*What you have to do:* Convert every line of the items below into a Markdown table with two columns, Row and Line, where Row numbers each line in order. Omit blank lines.

*Source records:*
▼

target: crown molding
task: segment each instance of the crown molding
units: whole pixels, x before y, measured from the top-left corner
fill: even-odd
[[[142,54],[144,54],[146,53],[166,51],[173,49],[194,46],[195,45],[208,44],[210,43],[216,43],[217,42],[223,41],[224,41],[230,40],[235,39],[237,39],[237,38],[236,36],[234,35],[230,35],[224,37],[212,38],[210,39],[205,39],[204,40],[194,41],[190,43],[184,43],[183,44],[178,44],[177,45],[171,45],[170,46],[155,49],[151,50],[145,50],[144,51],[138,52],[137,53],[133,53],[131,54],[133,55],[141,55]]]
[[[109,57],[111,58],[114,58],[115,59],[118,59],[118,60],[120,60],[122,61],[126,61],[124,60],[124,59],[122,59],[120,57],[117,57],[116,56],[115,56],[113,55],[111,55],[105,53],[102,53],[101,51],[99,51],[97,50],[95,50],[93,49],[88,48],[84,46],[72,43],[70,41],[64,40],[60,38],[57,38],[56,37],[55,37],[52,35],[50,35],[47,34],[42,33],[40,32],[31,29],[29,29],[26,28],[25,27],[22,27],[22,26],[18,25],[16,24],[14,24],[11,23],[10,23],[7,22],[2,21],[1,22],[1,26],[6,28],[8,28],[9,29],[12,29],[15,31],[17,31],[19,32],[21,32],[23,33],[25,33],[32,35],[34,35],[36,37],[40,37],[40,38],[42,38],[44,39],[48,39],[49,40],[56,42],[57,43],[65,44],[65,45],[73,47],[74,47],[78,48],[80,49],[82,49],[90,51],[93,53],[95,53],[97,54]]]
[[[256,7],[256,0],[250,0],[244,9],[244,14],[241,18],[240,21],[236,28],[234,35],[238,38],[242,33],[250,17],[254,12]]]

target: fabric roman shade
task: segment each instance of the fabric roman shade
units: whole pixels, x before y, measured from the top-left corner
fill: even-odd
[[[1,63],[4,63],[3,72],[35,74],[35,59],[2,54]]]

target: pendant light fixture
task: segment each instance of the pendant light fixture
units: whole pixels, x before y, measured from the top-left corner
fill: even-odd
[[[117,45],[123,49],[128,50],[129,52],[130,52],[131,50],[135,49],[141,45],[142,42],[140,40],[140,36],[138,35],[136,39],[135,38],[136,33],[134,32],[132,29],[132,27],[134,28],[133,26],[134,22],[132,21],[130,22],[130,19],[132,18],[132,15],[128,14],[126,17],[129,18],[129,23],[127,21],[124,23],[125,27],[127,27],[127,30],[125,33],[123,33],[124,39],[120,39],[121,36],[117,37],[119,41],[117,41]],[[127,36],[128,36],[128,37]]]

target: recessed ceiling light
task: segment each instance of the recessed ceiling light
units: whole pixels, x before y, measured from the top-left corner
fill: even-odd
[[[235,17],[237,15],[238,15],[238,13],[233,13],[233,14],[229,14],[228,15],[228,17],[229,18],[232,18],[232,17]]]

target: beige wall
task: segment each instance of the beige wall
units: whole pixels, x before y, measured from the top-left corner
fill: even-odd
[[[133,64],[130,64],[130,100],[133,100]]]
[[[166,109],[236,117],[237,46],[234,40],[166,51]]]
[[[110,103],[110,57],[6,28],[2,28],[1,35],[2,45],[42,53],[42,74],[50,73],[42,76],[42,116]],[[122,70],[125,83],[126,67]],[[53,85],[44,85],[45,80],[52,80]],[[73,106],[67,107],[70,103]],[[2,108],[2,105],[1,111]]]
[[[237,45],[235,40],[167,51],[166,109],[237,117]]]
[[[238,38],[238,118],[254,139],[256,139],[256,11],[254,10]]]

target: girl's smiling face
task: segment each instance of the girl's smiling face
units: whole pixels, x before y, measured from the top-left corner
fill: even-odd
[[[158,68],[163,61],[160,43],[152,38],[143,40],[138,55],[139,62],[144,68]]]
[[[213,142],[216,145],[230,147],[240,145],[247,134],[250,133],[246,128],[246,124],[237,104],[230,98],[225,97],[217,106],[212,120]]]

▲

*Result:*
| Row | Line |
|---|---|
| 1 | target: crown molding |
| 2 | task: segment each instance of the crown molding |
| 3 | units: whole pixels, x before y, measured from the top-left corner |
| 4 | fill: even-odd |
| 5 | [[[142,54],[144,54],[146,53],[166,51],[173,49],[194,46],[195,45],[208,44],[210,43],[216,43],[217,42],[223,41],[224,41],[230,40],[235,39],[237,39],[237,38],[236,36],[234,35],[230,35],[224,37],[212,38],[210,39],[205,39],[204,40],[194,41],[190,43],[184,43],[183,44],[178,44],[177,45],[171,45],[170,46],[155,49],[151,50],[145,50],[144,51],[138,52],[137,53],[133,53],[131,54],[133,55],[141,55]]] |
| 6 | [[[109,57],[111,58],[114,58],[115,59],[118,59],[118,60],[120,60],[122,61],[126,61],[124,60],[124,59],[122,59],[120,57],[117,57],[116,56],[115,56],[113,55],[111,55],[105,53],[102,53],[101,51],[99,51],[97,50],[95,50],[93,49],[88,48],[84,46],[72,43],[70,41],[64,40],[60,38],[57,38],[56,37],[55,37],[52,35],[50,35],[47,34],[42,33],[40,32],[31,29],[29,29],[26,28],[25,27],[22,27],[22,26],[18,25],[16,24],[14,24],[11,23],[10,23],[7,22],[2,21],[1,22],[1,26],[6,28],[8,28],[9,29],[12,29],[15,31],[17,31],[19,32],[21,32],[23,33],[25,33],[32,35],[34,35],[36,37],[40,37],[40,38],[42,38],[44,39],[48,39],[49,40],[56,42],[57,43],[65,44],[65,45],[73,47],[74,47],[78,48],[80,49],[82,49],[90,51],[93,53],[95,53],[97,54]]] |
| 7 | [[[256,7],[256,0],[250,0],[244,9],[244,14],[241,18],[240,21],[236,28],[234,35],[238,38],[242,33],[250,17],[254,12]]] |
| 8 | target: fabric roman shade |
| 9 | task: segment each instance of the fabric roman shade |
| 10 | units: whole pixels, x before y, measured from the top-left corner |
| 11 | fill: even-odd |
| 12 | [[[1,63],[4,63],[3,72],[35,74],[35,59],[2,54]]] |
| 13 | target: pendant light fixture |
| 14 | task: segment each instance of the pendant light fixture |
| 15 | units: whole pixels, x before y, measured from the top-left corner |
| 16 | fill: even-odd |
| 17 | [[[117,45],[123,49],[128,50],[129,52],[130,52],[131,50],[135,49],[141,45],[142,42],[140,40],[140,36],[138,35],[136,39],[135,38],[136,33],[134,32],[132,29],[132,27],[134,28],[133,26],[134,22],[132,21],[130,22],[130,19],[132,18],[132,15],[128,14],[126,17],[129,18],[129,23],[127,21],[124,23],[125,27],[127,27],[127,30],[125,33],[123,33],[124,39],[120,39],[121,36],[117,37],[119,41],[117,41]],[[127,36],[128,36],[128,37]]] |
| 18 | target: recessed ceiling light |
| 19 | task: segment each instance of the recessed ceiling light |
| 20 | units: whole pixels, x before y, measured from the top-left corner |
| 21 | fill: even-odd |
| 22 | [[[235,17],[237,15],[238,15],[238,13],[233,13],[233,14],[229,14],[228,15],[228,17],[229,18],[232,18],[232,17]]] |
| 23 | target: beige wall |
| 24 | task: segment each instance of the beige wall |
| 25 | units: whole pixels, x before y, measured from the top-left corner |
| 26 | fill: even-odd |
| 27 | [[[133,64],[130,64],[130,100],[133,100]]] |
| 28 | [[[166,109],[236,117],[237,46],[234,40],[166,51]]] |
| 29 | [[[110,103],[110,57],[6,28],[2,28],[1,35],[2,45],[42,53],[42,74],[50,73],[42,76],[42,116]],[[122,70],[125,83],[126,67]],[[53,85],[44,85],[45,80],[52,80]],[[73,106],[67,107],[70,103]],[[2,108],[2,105],[1,111]]] |
| 30 | [[[237,45],[235,40],[167,51],[166,109],[237,117]]] |
| 31 | [[[238,38],[238,118],[254,139],[256,139],[256,11],[254,10]]] |
| 32 | target: girl's smiling face |
| 33 | task: segment each instance of the girl's smiling face |
| 34 | units: whole pixels, x before y, measured from the top-left corner |
| 35 | fill: even-odd |
| 36 | [[[158,68],[163,61],[160,43],[152,38],[143,40],[138,55],[139,62],[144,68]]] |
| 37 | [[[213,142],[216,145],[230,147],[240,145],[247,134],[250,133],[246,128],[246,124],[237,104],[230,98],[225,97],[217,106],[212,120]]] |